[Start of TEXT SECTION]
Features of Globalization
Historical instances like the Silk Road connecting China and Europe, an increase in cross-border trade, investment, and migration, and a more extensive and faster globalization compared to earlier waves.
Economic Impact of Globalization
Examples include a 20-fold increase in the volume of world trade since 1950 and a doubling of foreign investment flows from 1997 to 1999.
Technology
Drivers of Globalization
particularly information technology, plays a significant role in advancing globalization by transforming economic life and enabling faster and more informed economic activities globally.
IMF's Definition of Globalization
According to the International Monetary Fund (IMF), globalization is the growing economic interdependence of countries worldwide through increasing volume and variety of cross-border transactions in goods and services, international capital flows, and the rapid diffusion of technology.
[End of TEXT SECTION]
§ **EXERCISE SET**
1. In the globalization text, explain in one to three sentences how technology, particularly information technology, helps advance globalization.
2. Resume the globalization text after its final sentence, the one giving the IMF's definition.
The material that comes next is not needed for anything here.
[Start of STORED DATA]
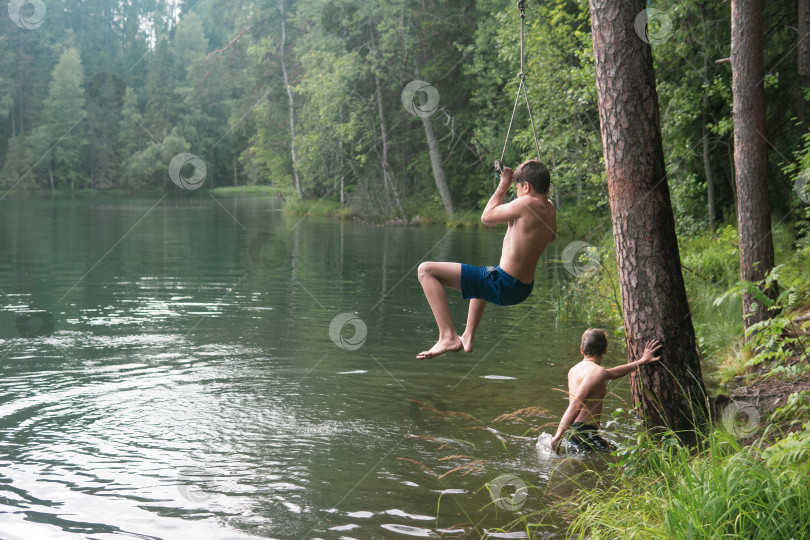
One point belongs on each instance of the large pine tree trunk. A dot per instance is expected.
(290, 99)
(653, 295)
(751, 152)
[End of STORED DATA]
§ **TASK RESPONSES**
1. Technology, especially information technology, advances globalization by transforming economic life. It lets economic activities around the world be carried out faster and with better information.

2.
Dimensions of Globalization
Globalization is a multi-dimensional process involving economic, political, technological, cultural, religious, and ecological dimensions. It results in the creation of something new, multiplying social connections, and transgressing traditional boundaries.
Worldwide Connectivity
Globalization is about growing worldwide connectivity, as described by Steger.
Globalization Involves New Social Networks
The creation of new social networks and the multiplication of existing connections that cut across traditional, political, economic, cultural, and geographical boundaries. (Example: Brazilian World Cup: Today’s media combine conventional TV coverage with multiple streaming feeds into digital devices and networking sites that transcend nationally based services.)
Globalization Expansion and Stretching
Reflected in the expansion and stretching of social relations, activities, and connections, such as reaching financial markets globally, electronic communication around the clock, and the emergence of large shopping malls catering to consumers worldwide. (Examples: Non-governmental organizations, commercial enterprises, social clubs, regional and global institutions and associations (UN, EU, ASEAN, Google, and others).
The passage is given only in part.